Description of the task =>
Count all lines holding "window" in the data below and say the number, nothing more.

++++ Records for processing

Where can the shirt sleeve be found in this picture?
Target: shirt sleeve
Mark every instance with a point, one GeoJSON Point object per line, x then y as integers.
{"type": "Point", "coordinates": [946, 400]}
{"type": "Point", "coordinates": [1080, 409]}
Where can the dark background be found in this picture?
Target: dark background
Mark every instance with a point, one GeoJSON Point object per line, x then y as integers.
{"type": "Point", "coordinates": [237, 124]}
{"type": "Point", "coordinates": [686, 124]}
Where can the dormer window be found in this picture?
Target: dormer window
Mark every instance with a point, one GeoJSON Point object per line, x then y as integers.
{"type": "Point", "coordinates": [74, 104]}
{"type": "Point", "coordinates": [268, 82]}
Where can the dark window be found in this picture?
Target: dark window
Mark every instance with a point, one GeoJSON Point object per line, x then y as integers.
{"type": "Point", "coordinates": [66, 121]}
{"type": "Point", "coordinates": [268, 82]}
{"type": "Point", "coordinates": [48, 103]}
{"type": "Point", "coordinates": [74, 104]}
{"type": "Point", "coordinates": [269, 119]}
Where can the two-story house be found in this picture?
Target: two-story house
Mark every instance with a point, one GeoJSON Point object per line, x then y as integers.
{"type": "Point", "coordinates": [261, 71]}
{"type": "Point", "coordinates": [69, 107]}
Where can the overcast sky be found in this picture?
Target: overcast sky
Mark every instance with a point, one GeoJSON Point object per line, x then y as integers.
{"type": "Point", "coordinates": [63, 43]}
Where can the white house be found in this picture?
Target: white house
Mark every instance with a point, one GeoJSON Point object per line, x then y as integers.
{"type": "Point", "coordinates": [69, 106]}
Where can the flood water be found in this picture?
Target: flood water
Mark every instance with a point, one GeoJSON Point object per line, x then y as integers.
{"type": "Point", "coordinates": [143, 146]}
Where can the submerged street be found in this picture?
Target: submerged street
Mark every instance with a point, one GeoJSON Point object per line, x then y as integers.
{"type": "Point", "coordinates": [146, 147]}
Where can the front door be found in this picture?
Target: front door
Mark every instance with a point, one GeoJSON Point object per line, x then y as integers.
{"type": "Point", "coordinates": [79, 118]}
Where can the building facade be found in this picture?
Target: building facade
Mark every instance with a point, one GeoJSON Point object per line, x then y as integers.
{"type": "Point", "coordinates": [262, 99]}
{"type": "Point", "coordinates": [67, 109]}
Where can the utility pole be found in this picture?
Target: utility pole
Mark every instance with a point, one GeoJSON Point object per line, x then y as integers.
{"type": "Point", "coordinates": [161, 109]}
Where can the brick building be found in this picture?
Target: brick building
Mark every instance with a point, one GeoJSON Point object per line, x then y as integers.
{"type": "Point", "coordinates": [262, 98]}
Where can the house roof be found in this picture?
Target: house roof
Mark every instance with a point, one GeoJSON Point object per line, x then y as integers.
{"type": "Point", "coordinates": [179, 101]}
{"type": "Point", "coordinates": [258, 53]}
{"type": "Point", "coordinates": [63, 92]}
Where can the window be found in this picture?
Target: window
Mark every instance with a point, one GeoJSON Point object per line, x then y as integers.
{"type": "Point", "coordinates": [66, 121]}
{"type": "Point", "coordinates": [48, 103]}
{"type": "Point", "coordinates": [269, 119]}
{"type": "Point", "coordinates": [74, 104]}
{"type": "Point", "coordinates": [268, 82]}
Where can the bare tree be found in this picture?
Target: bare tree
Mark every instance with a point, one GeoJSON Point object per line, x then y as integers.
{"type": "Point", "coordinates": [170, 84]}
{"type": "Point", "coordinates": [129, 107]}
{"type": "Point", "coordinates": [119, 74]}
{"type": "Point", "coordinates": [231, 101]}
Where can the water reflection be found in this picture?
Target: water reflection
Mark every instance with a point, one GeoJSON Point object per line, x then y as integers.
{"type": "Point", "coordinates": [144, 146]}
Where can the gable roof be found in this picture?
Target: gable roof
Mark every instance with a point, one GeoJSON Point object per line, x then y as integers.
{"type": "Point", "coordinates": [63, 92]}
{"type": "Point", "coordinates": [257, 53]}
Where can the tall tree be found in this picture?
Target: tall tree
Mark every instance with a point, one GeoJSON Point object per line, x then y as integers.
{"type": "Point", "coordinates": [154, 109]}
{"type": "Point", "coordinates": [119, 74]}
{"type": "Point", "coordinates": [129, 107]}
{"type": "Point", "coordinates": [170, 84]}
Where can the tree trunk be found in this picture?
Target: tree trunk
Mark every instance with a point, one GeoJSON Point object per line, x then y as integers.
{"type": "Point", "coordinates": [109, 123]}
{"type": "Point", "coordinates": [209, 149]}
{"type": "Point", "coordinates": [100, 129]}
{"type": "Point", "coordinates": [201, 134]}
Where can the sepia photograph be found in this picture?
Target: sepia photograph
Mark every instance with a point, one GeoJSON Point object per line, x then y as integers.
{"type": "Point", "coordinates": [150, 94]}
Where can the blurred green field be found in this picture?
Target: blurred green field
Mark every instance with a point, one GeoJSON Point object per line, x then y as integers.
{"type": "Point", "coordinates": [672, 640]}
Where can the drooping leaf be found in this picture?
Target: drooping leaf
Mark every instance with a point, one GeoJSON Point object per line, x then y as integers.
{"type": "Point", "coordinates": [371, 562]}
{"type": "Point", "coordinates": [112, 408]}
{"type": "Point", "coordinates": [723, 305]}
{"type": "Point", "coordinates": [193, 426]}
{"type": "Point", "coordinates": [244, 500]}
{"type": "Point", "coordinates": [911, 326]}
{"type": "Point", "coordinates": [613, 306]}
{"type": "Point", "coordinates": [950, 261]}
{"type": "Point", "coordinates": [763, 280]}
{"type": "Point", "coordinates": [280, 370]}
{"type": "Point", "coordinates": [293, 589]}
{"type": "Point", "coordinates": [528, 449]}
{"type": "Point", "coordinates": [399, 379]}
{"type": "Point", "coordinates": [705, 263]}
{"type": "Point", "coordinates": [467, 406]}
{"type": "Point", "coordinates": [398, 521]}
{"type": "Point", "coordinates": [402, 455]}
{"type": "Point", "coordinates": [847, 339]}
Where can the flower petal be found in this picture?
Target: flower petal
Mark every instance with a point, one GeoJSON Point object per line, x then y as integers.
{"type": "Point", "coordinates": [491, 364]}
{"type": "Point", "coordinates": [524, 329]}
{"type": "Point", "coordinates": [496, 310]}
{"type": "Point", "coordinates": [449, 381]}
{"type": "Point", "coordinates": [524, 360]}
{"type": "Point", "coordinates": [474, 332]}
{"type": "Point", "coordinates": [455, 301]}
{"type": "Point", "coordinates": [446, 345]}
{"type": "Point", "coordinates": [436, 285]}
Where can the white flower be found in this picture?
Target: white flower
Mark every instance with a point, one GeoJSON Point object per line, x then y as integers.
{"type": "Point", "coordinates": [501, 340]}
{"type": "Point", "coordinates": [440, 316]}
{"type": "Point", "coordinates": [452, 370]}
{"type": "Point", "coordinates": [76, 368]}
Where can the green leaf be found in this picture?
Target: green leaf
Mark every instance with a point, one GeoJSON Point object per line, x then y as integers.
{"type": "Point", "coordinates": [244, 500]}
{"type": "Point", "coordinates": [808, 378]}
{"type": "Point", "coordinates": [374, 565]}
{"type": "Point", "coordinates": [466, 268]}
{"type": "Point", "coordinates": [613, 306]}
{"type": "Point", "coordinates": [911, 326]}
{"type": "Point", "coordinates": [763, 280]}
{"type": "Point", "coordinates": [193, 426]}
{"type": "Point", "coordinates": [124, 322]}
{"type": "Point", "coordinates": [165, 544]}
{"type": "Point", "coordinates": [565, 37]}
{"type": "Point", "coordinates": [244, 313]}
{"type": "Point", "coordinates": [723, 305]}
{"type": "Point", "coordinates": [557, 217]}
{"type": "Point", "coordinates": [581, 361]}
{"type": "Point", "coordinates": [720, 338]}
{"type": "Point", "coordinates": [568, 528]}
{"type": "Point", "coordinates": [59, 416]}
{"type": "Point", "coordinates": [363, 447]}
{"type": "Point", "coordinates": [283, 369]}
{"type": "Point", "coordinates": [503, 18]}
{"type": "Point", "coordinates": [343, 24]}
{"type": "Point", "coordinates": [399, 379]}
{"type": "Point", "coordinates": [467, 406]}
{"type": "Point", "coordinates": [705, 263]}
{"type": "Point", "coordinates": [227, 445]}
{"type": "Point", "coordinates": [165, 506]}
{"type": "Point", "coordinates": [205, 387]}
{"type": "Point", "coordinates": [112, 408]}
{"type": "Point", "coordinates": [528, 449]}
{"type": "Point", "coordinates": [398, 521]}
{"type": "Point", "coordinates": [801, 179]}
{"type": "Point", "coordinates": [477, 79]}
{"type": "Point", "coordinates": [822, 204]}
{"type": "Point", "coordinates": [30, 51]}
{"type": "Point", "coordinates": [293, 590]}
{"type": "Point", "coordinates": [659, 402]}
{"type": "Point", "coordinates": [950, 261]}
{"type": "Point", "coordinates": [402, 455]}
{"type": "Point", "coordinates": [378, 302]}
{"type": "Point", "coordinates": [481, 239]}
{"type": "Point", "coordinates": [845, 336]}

++++++++

Exercise result =>
6